[Data pulled from a collection]
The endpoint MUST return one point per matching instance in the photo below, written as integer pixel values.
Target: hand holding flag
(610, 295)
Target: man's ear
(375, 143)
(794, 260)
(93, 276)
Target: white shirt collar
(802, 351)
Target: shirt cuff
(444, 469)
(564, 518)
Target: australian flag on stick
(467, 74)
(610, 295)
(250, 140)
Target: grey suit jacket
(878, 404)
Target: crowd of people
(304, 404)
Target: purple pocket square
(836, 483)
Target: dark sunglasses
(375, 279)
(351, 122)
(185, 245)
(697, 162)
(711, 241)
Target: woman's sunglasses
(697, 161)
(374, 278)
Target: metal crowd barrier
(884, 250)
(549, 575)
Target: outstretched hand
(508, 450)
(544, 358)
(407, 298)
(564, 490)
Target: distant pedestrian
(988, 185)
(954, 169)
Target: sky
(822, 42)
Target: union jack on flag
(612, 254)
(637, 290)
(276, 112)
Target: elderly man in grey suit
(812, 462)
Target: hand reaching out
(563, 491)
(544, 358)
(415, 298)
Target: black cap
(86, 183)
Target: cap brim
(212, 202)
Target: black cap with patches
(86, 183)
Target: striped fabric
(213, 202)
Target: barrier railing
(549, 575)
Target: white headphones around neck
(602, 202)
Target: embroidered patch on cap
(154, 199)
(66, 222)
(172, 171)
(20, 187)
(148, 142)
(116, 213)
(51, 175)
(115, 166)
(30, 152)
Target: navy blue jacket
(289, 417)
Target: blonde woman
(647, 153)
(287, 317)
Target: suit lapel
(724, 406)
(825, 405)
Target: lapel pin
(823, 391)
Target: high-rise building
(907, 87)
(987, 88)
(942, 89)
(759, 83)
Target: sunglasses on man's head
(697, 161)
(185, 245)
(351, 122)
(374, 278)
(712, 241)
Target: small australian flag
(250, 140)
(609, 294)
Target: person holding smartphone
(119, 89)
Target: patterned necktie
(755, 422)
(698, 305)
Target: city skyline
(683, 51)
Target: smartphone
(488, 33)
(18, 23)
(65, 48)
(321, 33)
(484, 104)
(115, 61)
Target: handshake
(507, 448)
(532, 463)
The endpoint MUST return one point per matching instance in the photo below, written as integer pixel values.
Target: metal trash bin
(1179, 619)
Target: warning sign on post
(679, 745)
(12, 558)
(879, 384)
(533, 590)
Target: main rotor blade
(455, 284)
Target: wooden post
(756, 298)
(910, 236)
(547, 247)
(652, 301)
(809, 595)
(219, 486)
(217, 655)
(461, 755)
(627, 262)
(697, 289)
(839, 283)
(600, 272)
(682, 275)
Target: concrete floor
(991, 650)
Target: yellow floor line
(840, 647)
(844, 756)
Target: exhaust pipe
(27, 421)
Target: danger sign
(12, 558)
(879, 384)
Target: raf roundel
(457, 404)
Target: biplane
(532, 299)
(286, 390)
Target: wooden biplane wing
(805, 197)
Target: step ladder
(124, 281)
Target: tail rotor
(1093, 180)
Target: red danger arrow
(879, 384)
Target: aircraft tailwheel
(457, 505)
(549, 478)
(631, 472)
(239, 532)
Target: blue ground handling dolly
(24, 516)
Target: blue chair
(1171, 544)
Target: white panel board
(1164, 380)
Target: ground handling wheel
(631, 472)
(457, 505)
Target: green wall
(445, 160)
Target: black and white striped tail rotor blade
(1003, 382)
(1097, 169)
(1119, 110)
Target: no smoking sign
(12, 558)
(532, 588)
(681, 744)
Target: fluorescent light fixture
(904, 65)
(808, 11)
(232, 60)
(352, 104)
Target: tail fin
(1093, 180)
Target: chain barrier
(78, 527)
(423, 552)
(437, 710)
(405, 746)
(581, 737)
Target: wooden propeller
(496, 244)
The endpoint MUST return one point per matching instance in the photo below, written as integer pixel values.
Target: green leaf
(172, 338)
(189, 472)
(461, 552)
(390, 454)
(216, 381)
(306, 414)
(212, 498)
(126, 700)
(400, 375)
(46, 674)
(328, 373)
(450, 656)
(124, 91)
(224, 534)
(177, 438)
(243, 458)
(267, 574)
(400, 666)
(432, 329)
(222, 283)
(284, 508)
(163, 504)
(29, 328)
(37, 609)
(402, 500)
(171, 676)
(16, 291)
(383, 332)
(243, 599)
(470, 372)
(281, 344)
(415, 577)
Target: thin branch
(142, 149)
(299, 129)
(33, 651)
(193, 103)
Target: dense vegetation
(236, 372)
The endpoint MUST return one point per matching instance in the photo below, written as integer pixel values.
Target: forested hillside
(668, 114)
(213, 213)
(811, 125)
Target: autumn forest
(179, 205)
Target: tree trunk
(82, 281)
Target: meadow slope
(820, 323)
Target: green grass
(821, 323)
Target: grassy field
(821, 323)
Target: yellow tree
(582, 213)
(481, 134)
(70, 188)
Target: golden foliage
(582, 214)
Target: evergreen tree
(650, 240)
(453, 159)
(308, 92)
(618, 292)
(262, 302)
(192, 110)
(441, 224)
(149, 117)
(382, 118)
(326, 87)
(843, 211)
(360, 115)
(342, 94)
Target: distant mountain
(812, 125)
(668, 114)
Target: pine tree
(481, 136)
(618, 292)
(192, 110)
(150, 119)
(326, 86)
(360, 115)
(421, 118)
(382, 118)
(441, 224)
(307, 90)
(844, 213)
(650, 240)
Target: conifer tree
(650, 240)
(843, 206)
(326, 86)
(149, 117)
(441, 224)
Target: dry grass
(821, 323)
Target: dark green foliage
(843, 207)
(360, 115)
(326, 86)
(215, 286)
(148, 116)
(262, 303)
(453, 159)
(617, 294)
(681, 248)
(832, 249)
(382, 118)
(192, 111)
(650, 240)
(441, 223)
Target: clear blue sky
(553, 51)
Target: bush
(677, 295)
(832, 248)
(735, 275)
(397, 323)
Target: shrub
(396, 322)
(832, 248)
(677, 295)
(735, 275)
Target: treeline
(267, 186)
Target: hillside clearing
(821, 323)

# Objective:
Revise the listing above by changing every "Target" to "Object" and leaving everything else as it is.

# Finished task:
The endpoint MUST return one point per matching instance in the photo below, written as integer pixel values.
Object: hand holding flag
(610, 295)
Object: man's ear
(375, 143)
(794, 260)
(93, 276)
Object: white shirt collar
(802, 351)
Object: shirt cuff
(444, 469)
(564, 518)
Object: australian flag on stick
(467, 74)
(610, 295)
(250, 140)
Object: grey suit jacket
(878, 404)
Object: crowd of people
(304, 404)
Object: purple pocket square
(836, 483)
Object: dark sunglasses
(375, 279)
(351, 122)
(185, 245)
(697, 162)
(711, 241)
Object: woman's sunglasses
(697, 161)
(374, 278)
Object: metal crowd barrier
(884, 250)
(549, 575)
Object: outstretched hand
(508, 450)
(544, 358)
(407, 298)
(564, 490)
Object: distant pedestrian
(988, 185)
(954, 169)
Object: sky
(822, 42)
Object: union jack on flag
(612, 254)
(637, 290)
(276, 112)
Object: elderly man in grey suit
(812, 462)
Object: hand reaching out
(563, 491)
(544, 358)
(415, 298)
Object: black cap
(86, 183)
Object: cap brim
(212, 202)
Object: black cap with patches
(86, 183)
Object: striped fabric
(213, 202)
Object: barrier railing
(549, 575)
Object: white headphones around neck
(602, 202)
Object: embroidered patch on cap
(154, 199)
(66, 222)
(172, 171)
(20, 187)
(148, 142)
(116, 213)
(51, 175)
(115, 166)
(30, 152)
Object: navy blue jacket
(289, 417)
Object: blonde woman
(647, 153)
(287, 317)
Object: suit lapel
(724, 406)
(825, 405)
Object: lapel pin
(823, 391)
Object: high-rise building
(907, 87)
(987, 88)
(942, 89)
(759, 83)
Object: sunglasses on man's head
(697, 161)
(185, 245)
(351, 122)
(374, 278)
(712, 241)
Object: small australian flag
(250, 140)
(609, 294)
Object: person holding smartphone
(119, 89)
Object: patterned necktie
(755, 422)
(698, 305)
Object: city skyline
(683, 51)
Object: smartphone
(488, 33)
(18, 23)
(65, 48)
(321, 33)
(484, 104)
(115, 61)
Object: handshake
(507, 448)
(532, 463)
The endpoint MUST return one point per matching instance in the photo below, written as integer pixel values.
Object: metal trash bin
(1179, 619)
Object: warning sign on post
(679, 745)
(12, 558)
(879, 384)
(533, 590)
Object: main rotor blade
(455, 284)
Object: wooden post
(756, 298)
(910, 236)
(547, 247)
(652, 301)
(809, 595)
(219, 486)
(217, 655)
(461, 755)
(627, 262)
(697, 289)
(839, 283)
(600, 272)
(682, 275)
Object: concrete floor
(991, 650)
Object: yellow floor line
(840, 647)
(844, 756)
Object: exhaust pipe
(27, 421)
Object: danger sign
(12, 558)
(879, 384)
Object: raf roundel
(457, 404)
Object: biplane
(532, 299)
(286, 390)
Object: wooden biplane wing
(805, 197)
Object: step ladder
(124, 281)
Object: tail rotor
(1093, 180)
Object: red danger arrow
(879, 384)
Object: aircraft tailwheel
(457, 505)
(549, 478)
(631, 472)
(239, 532)
Object: blue ground handling dolly
(24, 516)
Object: blue chair
(1171, 544)
Object: white panel board
(1164, 380)
Object: ground handling wheel
(631, 472)
(457, 505)
Object: green wall
(445, 160)
Object: black and white striped tail rotor blade
(1003, 382)
(1097, 169)
(1119, 110)
Object: no smoking sign
(12, 558)
(532, 588)
(681, 744)
Object: fluorescent light fixture
(904, 65)
(808, 11)
(232, 60)
(352, 104)
Object: tail fin
(1093, 180)
Object: chain barrier
(78, 527)
(423, 552)
(437, 710)
(405, 746)
(581, 737)
Object: wooden propeller
(496, 244)
The endpoint MUST return one point per matching instance in the photo below, written as integer pixel values.
Object: green leaf
(172, 338)
(189, 472)
(461, 552)
(390, 454)
(216, 381)
(306, 414)
(212, 498)
(126, 700)
(400, 375)
(46, 674)
(328, 373)
(450, 656)
(124, 91)
(224, 534)
(177, 438)
(243, 458)
(267, 574)
(400, 666)
(432, 329)
(222, 283)
(284, 508)
(163, 504)
(29, 328)
(37, 609)
(402, 500)
(171, 676)
(16, 291)
(383, 332)
(243, 599)
(470, 372)
(281, 344)
(415, 577)
Object: thin branch
(142, 149)
(299, 129)
(33, 651)
(193, 103)
Object: dense vegetation
(236, 372)
The endpoint MUST return one point per matching instance in the photo below, written as integer pixel values.
Object: forested hillside
(668, 114)
(213, 213)
(811, 125)
Object: autumn forest
(179, 205)
Object: tree trunk
(82, 281)
Object: meadow slope
(820, 323)
Object: green grass
(821, 323)
Object: grassy field
(821, 323)
Object: yellow tree
(582, 213)
(481, 134)
(70, 188)
Object: golden foliage
(582, 214)
Object: evergreen tree
(650, 240)
(453, 159)
(308, 92)
(618, 292)
(262, 302)
(192, 110)
(441, 224)
(149, 117)
(382, 118)
(326, 87)
(843, 211)
(360, 115)
(342, 94)
Object: distant mountain
(812, 125)
(668, 114)
Object: pine tree
(481, 136)
(618, 292)
(192, 110)
(150, 119)
(326, 86)
(360, 115)
(421, 118)
(382, 118)
(441, 224)
(307, 90)
(844, 213)
(650, 240)
Object: conifer tree
(650, 240)
(843, 206)
(326, 86)
(149, 117)
(441, 224)
Object: dry grass
(821, 323)
Object: dark green foliage
(843, 207)
(360, 115)
(326, 86)
(215, 286)
(148, 116)
(262, 303)
(453, 159)
(617, 294)
(681, 248)
(832, 249)
(382, 118)
(192, 111)
(650, 240)
(441, 223)
Object: clear blue sky
(553, 51)
Object: bush
(677, 295)
(832, 248)
(735, 275)
(397, 323)
Object: shrub
(396, 322)
(832, 248)
(677, 295)
(735, 275)
Object: treeline
(267, 186)
Object: hillside clearing
(821, 323)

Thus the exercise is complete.